## START TASK DATA
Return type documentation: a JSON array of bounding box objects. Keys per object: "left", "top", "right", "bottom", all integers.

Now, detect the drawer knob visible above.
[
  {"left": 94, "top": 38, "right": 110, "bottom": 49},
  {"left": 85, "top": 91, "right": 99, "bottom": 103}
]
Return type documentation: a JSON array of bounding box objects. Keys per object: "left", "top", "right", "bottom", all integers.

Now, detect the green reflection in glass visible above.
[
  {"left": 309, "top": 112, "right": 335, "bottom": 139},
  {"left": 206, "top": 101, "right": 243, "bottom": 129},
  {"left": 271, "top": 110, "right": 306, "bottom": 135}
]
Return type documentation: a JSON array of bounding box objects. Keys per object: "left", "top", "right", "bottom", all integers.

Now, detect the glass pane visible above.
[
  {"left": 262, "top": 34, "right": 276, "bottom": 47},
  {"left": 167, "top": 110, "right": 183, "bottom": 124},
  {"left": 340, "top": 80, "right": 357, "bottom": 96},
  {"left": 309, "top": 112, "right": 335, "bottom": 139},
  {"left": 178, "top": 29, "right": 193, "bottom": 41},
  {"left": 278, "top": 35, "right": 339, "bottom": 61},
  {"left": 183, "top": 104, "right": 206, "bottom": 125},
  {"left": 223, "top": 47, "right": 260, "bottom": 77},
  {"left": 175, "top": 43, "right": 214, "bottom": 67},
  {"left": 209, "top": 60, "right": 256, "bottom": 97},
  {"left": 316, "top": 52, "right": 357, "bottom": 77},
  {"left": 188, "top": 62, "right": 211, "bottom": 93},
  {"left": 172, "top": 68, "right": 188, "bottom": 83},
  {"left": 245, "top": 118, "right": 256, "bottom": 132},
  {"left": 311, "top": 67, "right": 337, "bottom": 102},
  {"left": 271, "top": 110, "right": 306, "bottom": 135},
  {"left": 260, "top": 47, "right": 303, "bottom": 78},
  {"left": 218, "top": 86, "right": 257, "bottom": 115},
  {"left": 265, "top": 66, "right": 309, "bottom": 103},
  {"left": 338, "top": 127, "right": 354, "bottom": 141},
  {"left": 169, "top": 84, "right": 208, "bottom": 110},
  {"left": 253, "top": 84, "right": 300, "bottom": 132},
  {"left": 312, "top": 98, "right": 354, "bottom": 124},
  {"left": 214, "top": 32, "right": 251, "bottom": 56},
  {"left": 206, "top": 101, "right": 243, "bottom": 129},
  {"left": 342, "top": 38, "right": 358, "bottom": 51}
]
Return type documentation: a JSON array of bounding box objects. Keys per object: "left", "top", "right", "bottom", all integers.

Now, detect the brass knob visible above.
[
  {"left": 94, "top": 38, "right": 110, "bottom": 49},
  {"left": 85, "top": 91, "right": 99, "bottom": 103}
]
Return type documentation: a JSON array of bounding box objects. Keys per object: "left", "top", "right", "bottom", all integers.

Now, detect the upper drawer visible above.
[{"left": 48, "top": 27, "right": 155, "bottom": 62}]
## END TASK DATA
## START TASK DATA
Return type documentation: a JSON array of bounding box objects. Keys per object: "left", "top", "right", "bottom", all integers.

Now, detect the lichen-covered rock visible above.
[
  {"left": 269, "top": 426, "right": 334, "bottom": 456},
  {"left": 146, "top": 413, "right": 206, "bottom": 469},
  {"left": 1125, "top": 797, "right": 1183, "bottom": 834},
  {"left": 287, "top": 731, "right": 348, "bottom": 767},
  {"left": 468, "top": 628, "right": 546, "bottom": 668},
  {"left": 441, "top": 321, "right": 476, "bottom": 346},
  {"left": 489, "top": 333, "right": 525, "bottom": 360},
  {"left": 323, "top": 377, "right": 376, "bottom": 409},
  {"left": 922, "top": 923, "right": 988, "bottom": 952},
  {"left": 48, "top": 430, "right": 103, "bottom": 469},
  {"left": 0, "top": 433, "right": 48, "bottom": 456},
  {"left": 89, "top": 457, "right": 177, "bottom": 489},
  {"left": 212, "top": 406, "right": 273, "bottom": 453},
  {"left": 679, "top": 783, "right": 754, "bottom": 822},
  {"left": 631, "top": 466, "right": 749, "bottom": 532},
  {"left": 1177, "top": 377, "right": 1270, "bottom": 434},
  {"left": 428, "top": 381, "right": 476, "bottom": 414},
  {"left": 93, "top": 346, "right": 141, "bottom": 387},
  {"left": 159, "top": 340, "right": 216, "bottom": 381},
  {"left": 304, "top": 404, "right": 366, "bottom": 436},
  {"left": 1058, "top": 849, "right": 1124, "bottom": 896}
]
## END TASK DATA
## WHAT TO WORK ON:
List each line of the listing above that contains the string "glass", copying those lines in full.

## ANSWER TO THIS PROBLEM:
Now, detect the green reflection in glass visible above.
Now, detect the glass pane visible above.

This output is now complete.